> **Dataset**:
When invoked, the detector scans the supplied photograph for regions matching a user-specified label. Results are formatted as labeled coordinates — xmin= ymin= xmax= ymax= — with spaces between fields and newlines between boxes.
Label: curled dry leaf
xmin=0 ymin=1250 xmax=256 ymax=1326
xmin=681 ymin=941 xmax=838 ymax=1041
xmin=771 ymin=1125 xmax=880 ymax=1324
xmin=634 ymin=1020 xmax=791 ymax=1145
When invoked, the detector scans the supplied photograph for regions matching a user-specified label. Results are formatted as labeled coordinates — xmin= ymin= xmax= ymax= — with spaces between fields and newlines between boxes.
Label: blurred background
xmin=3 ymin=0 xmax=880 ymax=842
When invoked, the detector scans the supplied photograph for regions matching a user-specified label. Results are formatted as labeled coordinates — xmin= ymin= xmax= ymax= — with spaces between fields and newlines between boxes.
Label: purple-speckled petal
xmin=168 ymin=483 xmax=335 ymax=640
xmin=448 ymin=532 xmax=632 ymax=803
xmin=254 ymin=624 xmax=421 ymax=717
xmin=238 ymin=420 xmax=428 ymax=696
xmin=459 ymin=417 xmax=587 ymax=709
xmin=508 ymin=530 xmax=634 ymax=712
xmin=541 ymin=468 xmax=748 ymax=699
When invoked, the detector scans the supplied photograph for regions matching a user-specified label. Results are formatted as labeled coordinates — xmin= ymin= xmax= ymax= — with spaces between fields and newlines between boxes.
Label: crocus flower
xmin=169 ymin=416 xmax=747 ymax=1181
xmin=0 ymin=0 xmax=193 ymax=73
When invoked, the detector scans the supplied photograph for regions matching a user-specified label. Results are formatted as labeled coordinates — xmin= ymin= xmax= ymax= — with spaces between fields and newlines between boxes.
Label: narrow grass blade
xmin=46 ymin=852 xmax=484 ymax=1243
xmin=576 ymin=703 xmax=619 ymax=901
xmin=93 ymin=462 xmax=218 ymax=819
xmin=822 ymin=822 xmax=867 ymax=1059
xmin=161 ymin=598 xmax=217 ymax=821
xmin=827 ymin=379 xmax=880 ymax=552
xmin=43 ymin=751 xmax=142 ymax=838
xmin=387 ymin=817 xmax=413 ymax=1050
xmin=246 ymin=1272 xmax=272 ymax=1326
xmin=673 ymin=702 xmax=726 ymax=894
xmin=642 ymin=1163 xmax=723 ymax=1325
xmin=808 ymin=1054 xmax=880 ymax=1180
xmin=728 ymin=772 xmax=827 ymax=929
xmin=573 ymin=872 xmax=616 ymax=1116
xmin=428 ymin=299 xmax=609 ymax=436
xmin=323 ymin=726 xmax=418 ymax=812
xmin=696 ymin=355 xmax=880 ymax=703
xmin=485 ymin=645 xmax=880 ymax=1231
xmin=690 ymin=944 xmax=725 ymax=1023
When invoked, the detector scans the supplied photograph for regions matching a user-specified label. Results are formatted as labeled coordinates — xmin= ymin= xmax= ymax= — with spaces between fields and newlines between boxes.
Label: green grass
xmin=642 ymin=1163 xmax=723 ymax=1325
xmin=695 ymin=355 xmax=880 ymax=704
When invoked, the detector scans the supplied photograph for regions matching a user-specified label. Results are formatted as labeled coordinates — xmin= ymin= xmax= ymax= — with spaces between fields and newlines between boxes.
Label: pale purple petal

> **Task to carry out**:
Every line of the listing should be given again exactly.

> **Answer space**:
When invoked, the detector scans the supplied photograph for regions matching a user-specified label. Results are formatted as labeled coordinates — xmin= ymin= xmax= ymax= — with spaces between fields and newlines between boxes.
Label: curled dry leaf
xmin=0 ymin=1250 xmax=256 ymax=1326
xmin=681 ymin=941 xmax=838 ymax=1041
xmin=771 ymin=1125 xmax=880 ymax=1324
xmin=634 ymin=1020 xmax=791 ymax=1145
When invoked, the detector scans the supplied photograph for regions matching a user-specified label. Results are formatted as labeled coordinates — xmin= ymin= xmax= ymax= — with spaces between fields and newlines between boxes.
Label: blurred background
xmin=3 ymin=0 xmax=880 ymax=842
When invoked, the detector scans the supplied photograph for regions matching a user-specified label. Results are formatted as labeled coordinates — xmin= ymin= xmax= ymax= — with spaces between fields and newlines between boxes.
Label: purple-speckled petal
xmin=168 ymin=483 xmax=335 ymax=640
xmin=448 ymin=532 xmax=632 ymax=803
xmin=254 ymin=624 xmax=421 ymax=717
xmin=238 ymin=420 xmax=428 ymax=696
xmin=459 ymin=417 xmax=587 ymax=709
xmin=508 ymin=530 xmax=634 ymax=712
xmin=541 ymin=468 xmax=748 ymax=699
When invoked, the detector scans the supplied photograph for regions matching a user-specified label. Results are formatted as labeled coordinates — xmin= ymin= xmax= ymax= — with spaces between fields and newlines between boxes.
Label: crocus flower
xmin=169 ymin=416 xmax=747 ymax=1181
xmin=0 ymin=0 xmax=193 ymax=73
When invoked, the detector scans the supplied photograph for regions matching a user-specified label. Results are formatted as labeled coordinates — xmin= ymin= xmax= ymax= — with spaces between fields and newlines between boxes.
Label: narrow grass blade
xmin=46 ymin=852 xmax=484 ymax=1243
xmin=576 ymin=703 xmax=619 ymax=901
xmin=93 ymin=462 xmax=218 ymax=819
xmin=822 ymin=822 xmax=867 ymax=1059
xmin=161 ymin=598 xmax=217 ymax=821
xmin=827 ymin=379 xmax=880 ymax=552
xmin=43 ymin=751 xmax=142 ymax=838
xmin=387 ymin=817 xmax=413 ymax=1050
xmin=246 ymin=1272 xmax=272 ymax=1326
xmin=673 ymin=702 xmax=726 ymax=894
xmin=642 ymin=1163 xmax=723 ymax=1325
xmin=808 ymin=1054 xmax=880 ymax=1180
xmin=728 ymin=772 xmax=827 ymax=929
xmin=573 ymin=872 xmax=616 ymax=1116
xmin=428 ymin=299 xmax=609 ymax=436
xmin=323 ymin=726 xmax=418 ymax=812
xmin=696 ymin=355 xmax=880 ymax=703
xmin=485 ymin=645 xmax=880 ymax=1231
xmin=690 ymin=944 xmax=725 ymax=1023
When invoked, the detector scans the supplied photograph for regions matching a user-specified label. Results are formatted as labeled coordinates — xmin= ymin= xmax= ymax= — with spaces between fields and newlines between boxes.
Label: green grass
xmin=642 ymin=1163 xmax=723 ymax=1325
xmin=695 ymin=355 xmax=880 ymax=704
When invoked, the detector scans the supplied photograph for regions matching a user-specified label. Results are formatted as labeled coordinates — xmin= ymin= xmax= ymax= — with spaces between fields and newlines between boxes.
Label: pale purple petal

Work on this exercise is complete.